“Every night I cut out my heart. But in the morning it was full again,” said Count Almásy.
In the 69th Academy Awards, Anthony Minghella’s The English Patient garnered 12 nominations and won 9 of them including Best Picture and Best Director, hence this post. Minghella’s tour de force practically owns it all and is praised as the film of the year in the same year as Fargo, Jerry Maguire,Shine et al. Clocking in at 162 minutes (as it was initially reportedly to have a 250-minute cut), this epic story is clearly ambitious and tough to watch for its lengthy duration; but, it really is worth the duration.
Aviation, cartography, and fascination of African country were important points of this story – which was adapted from Michael Ondaatje’s novel of the same title; but, I wouldn’t know that until one-third of the film. Initially, The English Patient is presented as a war film, highlighting the final days of Italian campaign in WWII, as we follow a French-Canadian nurse, Hana (Juliette Binoche), travels across battles to battles tending armies. During Hana’s initial on-screen endeavor, I was wondering who will become the titular patient. Most of her patients ended up deceased; to which she complaints why everyone who is close to her finally dies.

> Given data
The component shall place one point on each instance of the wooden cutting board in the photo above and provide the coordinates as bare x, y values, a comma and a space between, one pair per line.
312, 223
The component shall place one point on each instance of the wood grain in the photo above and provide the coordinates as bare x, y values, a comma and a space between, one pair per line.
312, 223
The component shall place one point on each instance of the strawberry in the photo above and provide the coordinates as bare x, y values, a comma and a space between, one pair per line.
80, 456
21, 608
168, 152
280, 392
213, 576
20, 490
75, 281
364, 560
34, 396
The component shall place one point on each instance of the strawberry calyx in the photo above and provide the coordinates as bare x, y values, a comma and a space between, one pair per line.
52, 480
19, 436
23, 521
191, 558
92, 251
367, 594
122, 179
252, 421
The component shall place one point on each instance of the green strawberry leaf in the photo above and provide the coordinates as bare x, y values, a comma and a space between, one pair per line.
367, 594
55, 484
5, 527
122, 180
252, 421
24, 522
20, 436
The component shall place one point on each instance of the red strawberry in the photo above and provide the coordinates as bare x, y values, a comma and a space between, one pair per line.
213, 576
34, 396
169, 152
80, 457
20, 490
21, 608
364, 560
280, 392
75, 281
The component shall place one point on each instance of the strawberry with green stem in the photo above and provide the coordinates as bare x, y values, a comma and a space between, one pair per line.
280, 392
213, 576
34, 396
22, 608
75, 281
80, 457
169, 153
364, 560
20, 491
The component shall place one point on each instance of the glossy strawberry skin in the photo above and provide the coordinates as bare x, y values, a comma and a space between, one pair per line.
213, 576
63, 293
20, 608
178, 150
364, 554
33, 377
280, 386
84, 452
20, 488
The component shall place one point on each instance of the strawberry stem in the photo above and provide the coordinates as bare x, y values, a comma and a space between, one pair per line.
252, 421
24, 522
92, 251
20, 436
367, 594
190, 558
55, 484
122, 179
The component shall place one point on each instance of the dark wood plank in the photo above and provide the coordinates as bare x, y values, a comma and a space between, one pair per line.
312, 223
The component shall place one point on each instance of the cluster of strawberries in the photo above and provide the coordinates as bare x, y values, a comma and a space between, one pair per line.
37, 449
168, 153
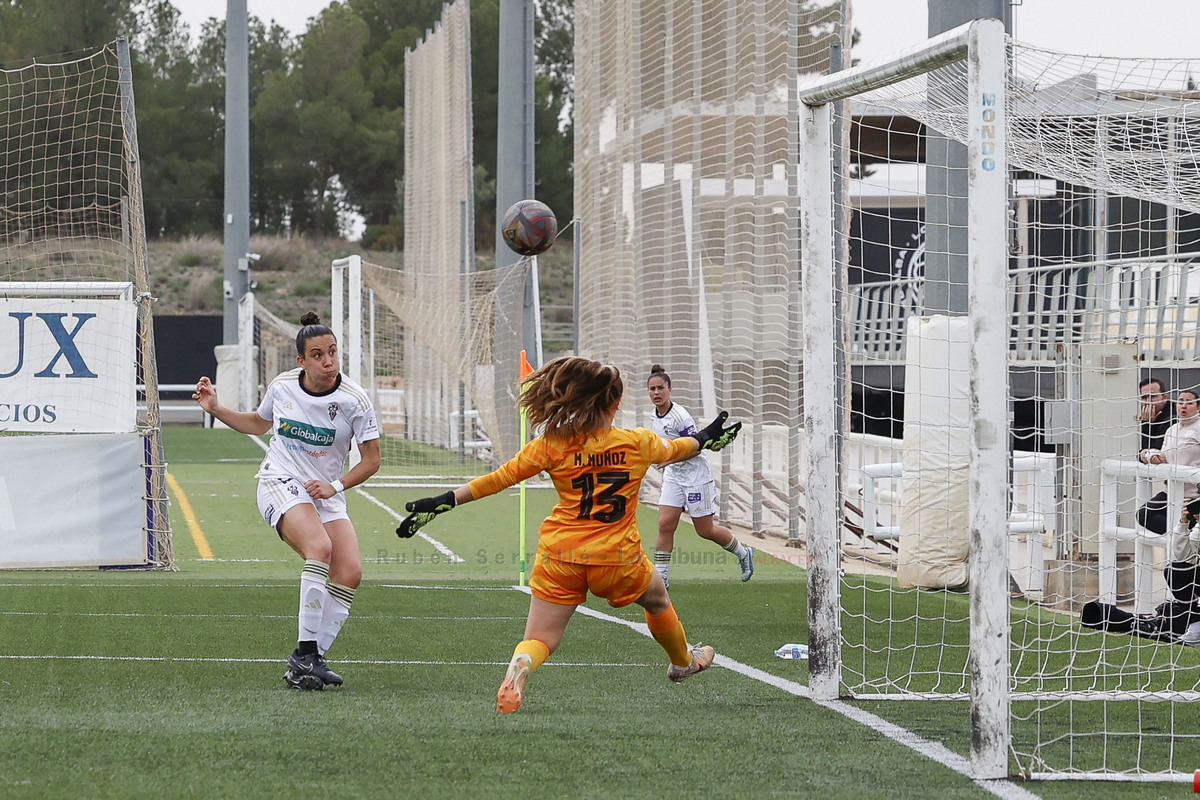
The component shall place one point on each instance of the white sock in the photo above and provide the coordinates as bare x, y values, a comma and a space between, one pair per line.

> To do
Rewrite the paragraph of the review of The English Patient that begins "In the 69th Academy Awards" as a short list, keeping its main facts.

> Answer box
- At the 69th Academy Awards, Anthony Minghella's The English Patient got 12 nominations and won 9, including Best Picture and Best Director.
- It was praised as the film of the year in the same year as Fargo, Jerry Maguire and Shine.
- It runs 162 minutes; a 250-minute cut was reportedly planned at first.
- The story is ambitious and hard to sit through because of its length, but worth the time.